▶ **Your assignment**:
Copy all the lines of the data that include the word "twig".

Excerpts from a dataset
....

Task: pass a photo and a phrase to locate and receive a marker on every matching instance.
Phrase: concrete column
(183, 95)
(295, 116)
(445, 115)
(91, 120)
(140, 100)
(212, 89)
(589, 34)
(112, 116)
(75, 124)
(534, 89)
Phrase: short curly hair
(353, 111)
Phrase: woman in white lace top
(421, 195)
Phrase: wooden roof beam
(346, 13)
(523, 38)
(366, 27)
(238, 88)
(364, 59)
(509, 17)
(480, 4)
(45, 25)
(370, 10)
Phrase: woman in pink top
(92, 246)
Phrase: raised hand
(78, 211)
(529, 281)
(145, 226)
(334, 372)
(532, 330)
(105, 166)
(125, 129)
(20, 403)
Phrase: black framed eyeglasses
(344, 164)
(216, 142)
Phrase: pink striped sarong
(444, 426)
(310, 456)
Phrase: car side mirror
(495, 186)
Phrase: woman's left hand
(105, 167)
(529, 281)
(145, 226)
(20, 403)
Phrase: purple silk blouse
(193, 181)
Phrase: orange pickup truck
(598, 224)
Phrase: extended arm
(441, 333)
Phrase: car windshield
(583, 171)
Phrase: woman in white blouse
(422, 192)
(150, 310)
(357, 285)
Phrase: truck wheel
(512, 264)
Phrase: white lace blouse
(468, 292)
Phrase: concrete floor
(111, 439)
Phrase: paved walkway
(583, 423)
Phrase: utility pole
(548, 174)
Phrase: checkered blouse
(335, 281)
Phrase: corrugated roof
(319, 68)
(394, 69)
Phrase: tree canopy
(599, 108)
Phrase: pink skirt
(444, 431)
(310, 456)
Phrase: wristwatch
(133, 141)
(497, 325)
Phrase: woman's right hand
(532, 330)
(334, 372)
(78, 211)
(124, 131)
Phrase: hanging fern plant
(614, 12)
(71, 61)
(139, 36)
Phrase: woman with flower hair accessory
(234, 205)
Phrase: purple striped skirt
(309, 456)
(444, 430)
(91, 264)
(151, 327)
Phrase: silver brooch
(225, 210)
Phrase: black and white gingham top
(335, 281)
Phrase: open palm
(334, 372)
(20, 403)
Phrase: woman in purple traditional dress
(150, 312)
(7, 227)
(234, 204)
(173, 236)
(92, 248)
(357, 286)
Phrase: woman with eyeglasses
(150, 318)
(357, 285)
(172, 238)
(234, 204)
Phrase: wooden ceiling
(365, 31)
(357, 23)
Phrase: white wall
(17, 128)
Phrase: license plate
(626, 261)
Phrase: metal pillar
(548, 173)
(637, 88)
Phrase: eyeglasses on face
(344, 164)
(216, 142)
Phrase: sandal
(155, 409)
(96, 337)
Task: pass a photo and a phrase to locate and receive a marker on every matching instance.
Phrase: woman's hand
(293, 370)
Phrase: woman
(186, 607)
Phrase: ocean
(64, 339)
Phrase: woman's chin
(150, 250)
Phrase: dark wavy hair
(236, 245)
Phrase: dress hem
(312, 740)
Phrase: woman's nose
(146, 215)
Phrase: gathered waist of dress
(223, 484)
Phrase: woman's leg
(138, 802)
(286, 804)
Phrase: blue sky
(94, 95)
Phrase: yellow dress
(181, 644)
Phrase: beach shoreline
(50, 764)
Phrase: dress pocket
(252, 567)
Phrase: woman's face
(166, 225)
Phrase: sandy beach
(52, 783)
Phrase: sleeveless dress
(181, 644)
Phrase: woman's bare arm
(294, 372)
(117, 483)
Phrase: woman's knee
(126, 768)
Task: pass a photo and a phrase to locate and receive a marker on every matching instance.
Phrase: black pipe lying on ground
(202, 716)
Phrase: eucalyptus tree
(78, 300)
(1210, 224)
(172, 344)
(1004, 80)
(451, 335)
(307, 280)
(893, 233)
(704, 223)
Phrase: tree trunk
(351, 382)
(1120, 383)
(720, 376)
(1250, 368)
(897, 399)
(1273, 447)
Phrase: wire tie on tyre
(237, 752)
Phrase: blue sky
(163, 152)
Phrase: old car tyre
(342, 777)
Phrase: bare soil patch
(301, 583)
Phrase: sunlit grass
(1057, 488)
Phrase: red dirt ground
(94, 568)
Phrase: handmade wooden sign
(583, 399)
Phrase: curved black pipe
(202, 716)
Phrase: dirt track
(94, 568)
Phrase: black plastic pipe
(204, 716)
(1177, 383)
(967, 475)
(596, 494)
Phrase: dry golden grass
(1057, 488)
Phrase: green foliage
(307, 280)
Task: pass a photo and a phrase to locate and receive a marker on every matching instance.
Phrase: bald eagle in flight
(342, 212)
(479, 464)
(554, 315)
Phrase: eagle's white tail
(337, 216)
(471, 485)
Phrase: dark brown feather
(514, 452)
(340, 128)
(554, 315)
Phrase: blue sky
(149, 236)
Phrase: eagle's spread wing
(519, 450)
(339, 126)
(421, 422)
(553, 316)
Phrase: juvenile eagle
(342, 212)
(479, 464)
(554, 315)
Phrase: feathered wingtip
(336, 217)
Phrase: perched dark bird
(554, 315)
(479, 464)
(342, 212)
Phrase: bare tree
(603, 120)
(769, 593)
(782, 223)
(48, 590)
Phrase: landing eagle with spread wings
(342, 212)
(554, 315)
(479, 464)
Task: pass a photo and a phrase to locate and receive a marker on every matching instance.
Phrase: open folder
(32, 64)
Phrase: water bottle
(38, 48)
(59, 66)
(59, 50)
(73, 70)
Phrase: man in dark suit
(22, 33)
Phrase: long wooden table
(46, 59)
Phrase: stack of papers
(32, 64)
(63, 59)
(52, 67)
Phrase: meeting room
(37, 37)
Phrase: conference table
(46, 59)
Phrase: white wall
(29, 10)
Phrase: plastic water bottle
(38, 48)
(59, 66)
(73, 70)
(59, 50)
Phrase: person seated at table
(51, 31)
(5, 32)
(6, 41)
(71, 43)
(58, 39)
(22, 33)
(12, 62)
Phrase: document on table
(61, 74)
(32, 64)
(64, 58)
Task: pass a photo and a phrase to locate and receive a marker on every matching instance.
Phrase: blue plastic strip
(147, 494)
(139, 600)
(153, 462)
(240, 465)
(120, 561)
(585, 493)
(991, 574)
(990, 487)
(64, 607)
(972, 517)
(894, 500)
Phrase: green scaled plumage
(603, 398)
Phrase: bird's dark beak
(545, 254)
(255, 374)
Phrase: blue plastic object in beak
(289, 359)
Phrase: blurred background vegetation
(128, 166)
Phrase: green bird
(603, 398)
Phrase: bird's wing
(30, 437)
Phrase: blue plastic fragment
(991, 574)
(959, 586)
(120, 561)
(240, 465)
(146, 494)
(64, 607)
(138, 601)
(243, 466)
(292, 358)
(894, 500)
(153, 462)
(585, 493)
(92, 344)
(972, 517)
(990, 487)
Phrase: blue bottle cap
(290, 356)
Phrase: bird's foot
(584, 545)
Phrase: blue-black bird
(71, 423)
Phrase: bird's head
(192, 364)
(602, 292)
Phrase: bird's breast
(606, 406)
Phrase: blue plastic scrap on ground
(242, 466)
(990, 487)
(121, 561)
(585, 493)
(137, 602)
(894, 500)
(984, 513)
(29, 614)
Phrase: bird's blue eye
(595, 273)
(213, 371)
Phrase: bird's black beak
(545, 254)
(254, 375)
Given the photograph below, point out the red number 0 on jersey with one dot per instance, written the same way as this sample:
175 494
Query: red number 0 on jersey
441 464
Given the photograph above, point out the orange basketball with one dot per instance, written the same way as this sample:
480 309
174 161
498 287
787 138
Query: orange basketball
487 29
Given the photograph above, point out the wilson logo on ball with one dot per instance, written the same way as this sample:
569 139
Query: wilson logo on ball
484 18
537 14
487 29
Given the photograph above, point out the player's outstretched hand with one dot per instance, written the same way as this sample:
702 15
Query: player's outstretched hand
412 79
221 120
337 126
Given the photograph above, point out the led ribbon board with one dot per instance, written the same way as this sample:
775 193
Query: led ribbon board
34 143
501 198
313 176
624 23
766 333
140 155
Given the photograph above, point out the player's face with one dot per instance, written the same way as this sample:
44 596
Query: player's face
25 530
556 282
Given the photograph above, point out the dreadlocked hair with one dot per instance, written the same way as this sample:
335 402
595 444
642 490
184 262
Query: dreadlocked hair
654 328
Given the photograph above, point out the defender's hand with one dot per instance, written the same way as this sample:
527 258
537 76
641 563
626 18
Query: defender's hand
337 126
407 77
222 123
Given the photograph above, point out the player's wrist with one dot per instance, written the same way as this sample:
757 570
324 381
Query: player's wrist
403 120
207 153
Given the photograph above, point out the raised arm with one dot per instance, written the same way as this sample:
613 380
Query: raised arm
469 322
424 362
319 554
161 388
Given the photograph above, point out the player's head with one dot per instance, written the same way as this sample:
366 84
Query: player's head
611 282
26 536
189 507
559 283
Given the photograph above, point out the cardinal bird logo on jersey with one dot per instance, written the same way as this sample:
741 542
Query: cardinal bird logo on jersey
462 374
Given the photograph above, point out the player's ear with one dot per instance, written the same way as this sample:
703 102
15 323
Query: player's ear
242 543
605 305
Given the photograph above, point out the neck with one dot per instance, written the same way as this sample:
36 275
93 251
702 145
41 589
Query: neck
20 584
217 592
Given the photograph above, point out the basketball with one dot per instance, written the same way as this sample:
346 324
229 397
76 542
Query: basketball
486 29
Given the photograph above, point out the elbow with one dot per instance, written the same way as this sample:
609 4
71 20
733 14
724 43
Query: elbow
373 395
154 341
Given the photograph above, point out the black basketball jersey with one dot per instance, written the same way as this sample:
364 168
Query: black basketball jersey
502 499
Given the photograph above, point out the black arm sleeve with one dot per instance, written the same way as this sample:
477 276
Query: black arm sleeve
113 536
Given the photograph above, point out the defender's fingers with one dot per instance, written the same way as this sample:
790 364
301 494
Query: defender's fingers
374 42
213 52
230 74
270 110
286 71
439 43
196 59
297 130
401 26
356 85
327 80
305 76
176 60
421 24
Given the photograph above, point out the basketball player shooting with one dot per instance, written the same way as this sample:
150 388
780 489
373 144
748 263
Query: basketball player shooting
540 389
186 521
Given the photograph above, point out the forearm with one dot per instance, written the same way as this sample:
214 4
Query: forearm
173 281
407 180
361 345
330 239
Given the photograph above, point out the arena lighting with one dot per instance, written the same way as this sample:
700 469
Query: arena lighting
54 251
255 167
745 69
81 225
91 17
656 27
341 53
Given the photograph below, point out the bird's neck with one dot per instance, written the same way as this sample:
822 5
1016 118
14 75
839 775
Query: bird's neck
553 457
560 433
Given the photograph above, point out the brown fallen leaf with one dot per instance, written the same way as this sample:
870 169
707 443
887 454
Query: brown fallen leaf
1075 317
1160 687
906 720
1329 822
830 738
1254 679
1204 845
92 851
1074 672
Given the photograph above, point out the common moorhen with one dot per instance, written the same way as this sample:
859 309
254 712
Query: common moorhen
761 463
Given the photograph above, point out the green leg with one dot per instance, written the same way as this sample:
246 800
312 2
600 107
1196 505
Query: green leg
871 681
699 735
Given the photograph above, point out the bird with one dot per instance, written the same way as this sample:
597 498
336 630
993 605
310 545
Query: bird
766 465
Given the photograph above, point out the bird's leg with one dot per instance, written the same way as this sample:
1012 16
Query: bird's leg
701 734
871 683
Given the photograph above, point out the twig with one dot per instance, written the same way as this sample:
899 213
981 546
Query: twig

....

▶ **Your solution**:
Given the photograph above, point out the twig with one dot per instance, written the same way as this sample:
Query: twig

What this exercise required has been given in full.